Task objective
Copy the records below verbatim, starting with their first line and going on through the line with "(1129, 646)". Include both of those lines.

Data provided
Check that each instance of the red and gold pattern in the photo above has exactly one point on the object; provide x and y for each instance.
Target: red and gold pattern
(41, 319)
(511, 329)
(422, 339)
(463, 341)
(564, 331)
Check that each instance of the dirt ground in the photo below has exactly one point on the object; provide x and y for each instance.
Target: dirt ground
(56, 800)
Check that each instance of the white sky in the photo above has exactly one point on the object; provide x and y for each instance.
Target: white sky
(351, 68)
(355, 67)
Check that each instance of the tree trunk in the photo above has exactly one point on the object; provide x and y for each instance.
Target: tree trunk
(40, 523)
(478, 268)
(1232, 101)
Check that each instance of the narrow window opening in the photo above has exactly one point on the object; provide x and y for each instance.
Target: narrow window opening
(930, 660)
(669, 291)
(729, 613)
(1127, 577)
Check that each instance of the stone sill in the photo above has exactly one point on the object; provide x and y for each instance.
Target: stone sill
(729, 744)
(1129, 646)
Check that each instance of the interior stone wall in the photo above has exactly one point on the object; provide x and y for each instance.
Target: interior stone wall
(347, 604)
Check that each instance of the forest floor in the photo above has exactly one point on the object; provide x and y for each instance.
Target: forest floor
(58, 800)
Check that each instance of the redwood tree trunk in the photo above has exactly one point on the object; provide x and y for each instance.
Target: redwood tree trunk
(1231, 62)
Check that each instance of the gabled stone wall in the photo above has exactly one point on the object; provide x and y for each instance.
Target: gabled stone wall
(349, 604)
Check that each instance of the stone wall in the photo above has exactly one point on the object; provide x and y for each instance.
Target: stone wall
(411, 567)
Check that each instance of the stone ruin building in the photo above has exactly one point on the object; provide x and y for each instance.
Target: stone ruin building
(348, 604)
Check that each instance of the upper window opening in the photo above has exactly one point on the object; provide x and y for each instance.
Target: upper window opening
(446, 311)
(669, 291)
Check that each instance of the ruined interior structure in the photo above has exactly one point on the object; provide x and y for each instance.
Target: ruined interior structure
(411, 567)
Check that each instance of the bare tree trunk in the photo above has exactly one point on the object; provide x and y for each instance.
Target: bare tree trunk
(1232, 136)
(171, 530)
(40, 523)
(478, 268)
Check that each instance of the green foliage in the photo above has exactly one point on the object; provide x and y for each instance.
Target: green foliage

Solution for this problem
Check that each instance of the red and gold pattern in the photo above has exactly one point on the object; provide x and y for each instance.
Target: red and gold pattern
(41, 319)
(511, 329)
(422, 339)
(463, 341)
(564, 331)
Check that each instance of the dirt ground in the photo below has exactly one point on the object; provide x and y for each instance.
Target: dirt ground
(56, 800)
Check that each instance of the white sky in the photo above has exactly one point on the object; provide x and y for each instance.
Target: white sky
(351, 68)
(355, 67)
Check that each instance of the tree trunk in the photo above has exactly one point on the object; provide x and y for each instance.
Target: tree trunk
(40, 523)
(478, 268)
(1232, 101)
Check that each instance of the narrow window opening in the photo above has exactly one point on the object; provide x and y for each instance.
Target: narrow window opening
(930, 660)
(669, 291)
(729, 613)
(1127, 577)
Check that each instance of the stone sill in the photo above has exactly one point on the object; provide x and y for each instance.
Target: stone sill
(729, 744)
(1129, 646)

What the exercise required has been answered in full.